- Saved dataset items:
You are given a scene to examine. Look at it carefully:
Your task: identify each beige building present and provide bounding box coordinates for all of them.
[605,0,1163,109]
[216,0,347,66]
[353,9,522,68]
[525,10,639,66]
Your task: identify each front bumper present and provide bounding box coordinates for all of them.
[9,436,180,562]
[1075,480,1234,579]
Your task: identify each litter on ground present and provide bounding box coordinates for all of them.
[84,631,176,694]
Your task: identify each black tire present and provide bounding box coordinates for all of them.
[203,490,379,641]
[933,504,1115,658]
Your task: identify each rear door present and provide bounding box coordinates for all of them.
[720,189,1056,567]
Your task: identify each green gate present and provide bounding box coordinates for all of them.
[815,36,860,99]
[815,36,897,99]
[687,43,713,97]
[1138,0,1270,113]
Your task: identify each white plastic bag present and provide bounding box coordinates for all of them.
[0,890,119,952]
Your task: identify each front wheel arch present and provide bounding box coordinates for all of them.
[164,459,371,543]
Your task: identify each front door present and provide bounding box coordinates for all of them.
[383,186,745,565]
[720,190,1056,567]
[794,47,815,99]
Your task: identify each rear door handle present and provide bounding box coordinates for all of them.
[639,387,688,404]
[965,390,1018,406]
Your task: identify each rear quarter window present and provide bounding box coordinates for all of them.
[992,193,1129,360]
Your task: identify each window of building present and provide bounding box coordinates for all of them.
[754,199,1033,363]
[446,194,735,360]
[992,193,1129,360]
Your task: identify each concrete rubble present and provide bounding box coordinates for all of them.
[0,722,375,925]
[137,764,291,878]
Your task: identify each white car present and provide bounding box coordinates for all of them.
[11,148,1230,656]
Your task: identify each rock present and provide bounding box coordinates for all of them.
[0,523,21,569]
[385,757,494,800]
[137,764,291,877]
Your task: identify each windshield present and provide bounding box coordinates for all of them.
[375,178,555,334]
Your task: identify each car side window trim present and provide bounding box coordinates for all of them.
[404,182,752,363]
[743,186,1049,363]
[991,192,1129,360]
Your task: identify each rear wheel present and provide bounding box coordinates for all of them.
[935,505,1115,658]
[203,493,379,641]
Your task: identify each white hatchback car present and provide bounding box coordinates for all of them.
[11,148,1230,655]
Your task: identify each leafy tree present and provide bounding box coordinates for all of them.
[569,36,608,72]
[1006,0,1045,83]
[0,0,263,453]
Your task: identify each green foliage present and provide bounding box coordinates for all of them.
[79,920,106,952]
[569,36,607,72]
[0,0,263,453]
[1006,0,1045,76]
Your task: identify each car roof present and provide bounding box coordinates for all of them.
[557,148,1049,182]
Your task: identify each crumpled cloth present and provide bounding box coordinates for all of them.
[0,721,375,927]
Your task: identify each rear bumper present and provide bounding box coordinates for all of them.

- Work to complete: Render all of the items above as a numbered list, leaving out any blank lines.

- Solution for this task:
1. You are given a scene to examine. Look at it carefully:
2. Your task: identify each beige building present and provide bounding box coordinates for all of them.
3. [605,0,1163,109]
4. [216,0,347,66]
5. [353,9,522,68]
6. [525,10,639,66]
7. Your task: identify each front bumper present and provide bounding box coordinates for all of them.
8. [9,436,180,562]
9. [1075,480,1234,579]
10. Your task: identify each litter on ground present and provide bounding box coordinates for all of them.
11. [84,631,176,694]
12. Your task: identify each black tire present and provide bounding box coordinates for all of them.
13. [203,490,379,641]
14. [933,504,1115,658]
15. Your task: identify each rear door present and provide bounding box coordinates for all of them.
16. [720,189,1056,567]
17. Your task: identify each green gate present and provide bounding box coordinates for all of them.
18. [815,36,860,99]
19. [815,36,897,99]
20. [687,43,713,97]
21. [1138,0,1270,113]
22. Your task: identify each white plastic bag present and provide bounding box coordinates for all of them.
23. [0,890,119,952]
24. Your task: identify each front wheel arch present and provide bounding box coordinates for all of them.
25. [164,459,371,543]
26. Your task: identify each front door present and provide bounding box coordinates for all of them.
27. [383,186,745,565]
28. [720,190,1056,567]
29. [794,47,815,99]
30. Your task: identify each rear door handle present and provide bounding box coordinates for all of them.
31. [639,387,688,404]
32. [965,390,1018,406]
33. Your task: identify each rear quarter window present and provide bounding box coordinates for all of them.
34. [992,193,1129,360]
35. Your task: identify each window of building present and provide bounding box coordinates for all of them.
36. [754,199,1033,363]
37. [446,194,735,360]
38. [992,193,1129,360]
39. Your task: identify each concrete rubble present and provide bounding box coordinates for all of them.
40. [0,722,375,925]
41. [137,764,291,878]
42. Your task: identify each white car present and provide bounding box coordinates for all of them.
43. [11,148,1230,656]
44. Your task: identify each rock present and provide bounding box coordinates for all of them.
45. [0,523,21,569]
46. [385,757,494,800]
47. [137,764,291,877]
48. Your task: identify each windshield present and provide bounding box coordinates for all of them.
49. [375,178,555,334]
50. Your task: identify each car side window trim present and provide bounding box coordinates for all of them.
51. [404,182,752,363]
52. [743,186,1049,363]
53. [991,192,1129,360]
54. Your task: identify each rear wheel present and provide bounding box coordinates for all of them.
55. [935,505,1115,658]
56. [203,493,379,641]
57. Your task: identify each white hatchback car present and provide bounding box coordinates for all of them.
58. [11,148,1230,655]
59. Your task: identify each leafy tree present and provide bounding box coordinates for all of them.
60. [569,36,608,72]
61. [1006,0,1045,83]
62. [0,0,263,453]
63. Your task: identify each green foliage present and provide bounding box coordinates for all of them.
64. [79,920,106,952]
65. [569,36,607,72]
66. [0,0,263,453]
67. [1006,0,1045,76]
68. Your task: identify each car roof present and provide bounding box coordinates for all of them.
69. [557,148,1049,182]
70. Your task: identify each crumpled cloth present and provide bounding box coordinates for all of them.
71. [0,721,375,927]
72. Your task: identify each rear bumper present and provide bounding box coordinates for all of them.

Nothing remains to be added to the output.